------ Listing ------

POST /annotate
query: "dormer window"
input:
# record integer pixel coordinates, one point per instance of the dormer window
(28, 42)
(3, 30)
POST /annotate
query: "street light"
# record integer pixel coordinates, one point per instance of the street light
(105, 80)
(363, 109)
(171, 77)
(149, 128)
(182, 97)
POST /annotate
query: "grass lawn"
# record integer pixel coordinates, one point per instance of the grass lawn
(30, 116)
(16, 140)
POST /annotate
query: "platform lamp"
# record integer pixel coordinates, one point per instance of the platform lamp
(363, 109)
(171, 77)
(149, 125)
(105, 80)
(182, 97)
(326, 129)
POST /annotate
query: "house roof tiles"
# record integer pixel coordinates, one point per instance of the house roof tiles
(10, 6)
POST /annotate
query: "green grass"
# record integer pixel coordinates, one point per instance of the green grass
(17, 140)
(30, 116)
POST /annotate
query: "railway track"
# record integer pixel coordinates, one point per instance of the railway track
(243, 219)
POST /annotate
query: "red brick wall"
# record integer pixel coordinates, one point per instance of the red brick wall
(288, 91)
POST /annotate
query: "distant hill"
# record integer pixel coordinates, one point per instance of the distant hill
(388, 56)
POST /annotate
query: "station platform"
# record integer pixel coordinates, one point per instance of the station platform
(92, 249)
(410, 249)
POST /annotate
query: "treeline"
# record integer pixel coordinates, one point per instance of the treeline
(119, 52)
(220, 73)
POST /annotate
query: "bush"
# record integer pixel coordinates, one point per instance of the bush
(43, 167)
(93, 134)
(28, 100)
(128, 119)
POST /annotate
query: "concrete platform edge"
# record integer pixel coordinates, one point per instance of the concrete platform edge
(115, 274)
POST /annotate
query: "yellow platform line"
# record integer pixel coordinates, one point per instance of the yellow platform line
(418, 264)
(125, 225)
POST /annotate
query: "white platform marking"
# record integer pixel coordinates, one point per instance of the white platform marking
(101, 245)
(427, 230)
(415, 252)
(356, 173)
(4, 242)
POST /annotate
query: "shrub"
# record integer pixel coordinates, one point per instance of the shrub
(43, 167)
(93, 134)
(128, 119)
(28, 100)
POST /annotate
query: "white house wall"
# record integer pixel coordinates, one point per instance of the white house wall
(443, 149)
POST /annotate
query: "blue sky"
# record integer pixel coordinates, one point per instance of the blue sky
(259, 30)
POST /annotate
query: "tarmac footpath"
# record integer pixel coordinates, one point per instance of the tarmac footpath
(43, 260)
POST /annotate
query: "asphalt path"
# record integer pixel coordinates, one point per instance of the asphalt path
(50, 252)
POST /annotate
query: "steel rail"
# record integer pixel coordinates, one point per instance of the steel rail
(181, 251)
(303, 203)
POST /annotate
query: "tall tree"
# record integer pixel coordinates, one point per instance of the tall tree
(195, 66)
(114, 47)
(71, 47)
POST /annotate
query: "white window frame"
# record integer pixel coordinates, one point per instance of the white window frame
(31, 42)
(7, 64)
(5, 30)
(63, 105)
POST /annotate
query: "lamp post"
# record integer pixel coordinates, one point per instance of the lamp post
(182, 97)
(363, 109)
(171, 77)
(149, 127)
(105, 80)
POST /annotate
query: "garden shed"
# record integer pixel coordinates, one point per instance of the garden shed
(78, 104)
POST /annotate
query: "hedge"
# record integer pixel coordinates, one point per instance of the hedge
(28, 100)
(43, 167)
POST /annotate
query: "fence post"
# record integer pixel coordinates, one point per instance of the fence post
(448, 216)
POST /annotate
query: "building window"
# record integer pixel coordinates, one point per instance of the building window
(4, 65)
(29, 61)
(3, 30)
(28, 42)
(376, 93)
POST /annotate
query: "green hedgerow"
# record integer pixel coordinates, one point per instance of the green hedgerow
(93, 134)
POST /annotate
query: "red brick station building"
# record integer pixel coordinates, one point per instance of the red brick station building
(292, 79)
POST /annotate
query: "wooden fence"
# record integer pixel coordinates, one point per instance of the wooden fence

------

**What needs to be done:** Write the entire listing out again, word for word.

**Solution for this problem:**
POST /annotate
query: "dormer window"
input:
# record integer pixel coordinates, one point per instance of the dormer window
(28, 42)
(3, 30)
POST /annotate
query: "street light"
# record integer pixel coordinates, one point per instance of the street light
(105, 80)
(363, 109)
(171, 77)
(149, 128)
(182, 97)
POST /annotate
query: "grass lawn"
# record integer pixel coordinates, one point per instance of the grass lawn
(30, 116)
(16, 140)
POST /annotate
query: "platform lamp"
# record integer pixel coordinates, one point per instance of the platform lamp
(363, 109)
(171, 77)
(149, 125)
(105, 80)
(182, 97)
(326, 129)
POST /annotate
query: "house roof tiles"
# record integer pixel coordinates, one point per instance of the house roof tiles
(10, 6)
POST /annotate
query: "green grass"
# record integer pixel coordinates, one point per instance of the green grass
(17, 140)
(30, 116)
POST /annotate
query: "railway track"
# record integer pixel coordinates, one point per instance of the railway track
(243, 219)
POST /annotate
query: "red brick wall"
# record integer pixel coordinates, one point per instance of the red brick wall
(288, 91)
POST /annotate
query: "distant hill"
# record integer pixel coordinates, one point per instance of the distant hill
(388, 56)
POST /annotate
query: "station platform"
# record integer pixel coordinates, one point per instance of the station platform
(92, 249)
(410, 249)
POST /annotate
query: "treeline"
# record integer pixel coordinates, one point per instance of the treeline
(119, 52)
(220, 73)
POST /annotate
query: "bush"
# record integer pixel coordinates, one point per instance of the bush
(43, 167)
(93, 134)
(28, 100)
(128, 119)
POST /annotate
query: "concrete platform edge"
# record integer pixel coordinates, one point per instance of the concrete platform edge
(115, 274)
POST /annotate
query: "yellow platform line"
# record integer pixel coordinates, one point per instance of the yellow platform line
(418, 264)
(125, 225)
POST /annotate
query: "white platform marking"
# record integer pixel coordinates, one point per instance of the white platform marking
(101, 245)
(427, 230)
(415, 252)
(356, 173)
(4, 242)
POST /annotate
query: "shrub"
# record integer pixel coordinates, one point per instance of the shrub
(43, 167)
(93, 134)
(128, 119)
(28, 100)
POST /annotate
query: "white house wall"
# record integer pixel coordinates, one point per instance of the white house wall
(443, 149)
POST /annotate
query: "blue sky"
# record integer pixel coordinates, one point per instance of the blue sky
(259, 30)
POST /annotate
query: "tarmac footpath"
# record integer pixel coordinates, one point per instance of the tarmac footpath
(43, 260)
POST /annotate
query: "asphalt path"
# record integer pixel coordinates, one point per instance of the asphalt path
(50, 252)
POST /annotate
query: "steel rail"
# record integer pixel coordinates, one point per instance of the steel rail
(181, 251)
(303, 203)
POST /annotate
query: "tall tree"
# record integer pixel coordinates, one point per instance of the tall tree
(195, 66)
(114, 47)
(71, 47)
POST /annotate
query: "white window frame"
# record integer pixel coordinates, one point per instance of the white window frame
(31, 42)
(7, 64)
(5, 30)
(63, 105)
POST /annotate
query: "lamp post"
# record integer pixel coordinates, one point per instance of the lamp post
(182, 97)
(363, 109)
(171, 77)
(149, 127)
(105, 80)
POST /annotate
query: "garden shed"
# record integer pixel coordinates, one point per instance of the garden shed
(78, 104)
POST /annotate
query: "hedge"
# record integer pixel coordinates, one point per instance of the hedge
(28, 100)
(43, 167)
POST /annotate
query: "fence post"
# record integer pixel coordinates, one point per instance of the fence post
(448, 216)
POST /annotate
query: "building window"
# record integer pixel coordinates, one point per instance of the building window
(4, 65)
(29, 61)
(3, 30)
(28, 42)
(376, 93)
POST /annotate
query: "green hedgerow"
# record integer pixel coordinates, one point per instance of the green hedgerow
(93, 134)
POST /annotate
query: "red brick station building"
# record integer pixel coordinates, one point per instance of the red brick station building
(292, 79)
POST /annotate
query: "wooden fence"
# record integer pixel coordinates, one point per instance of the wooden fence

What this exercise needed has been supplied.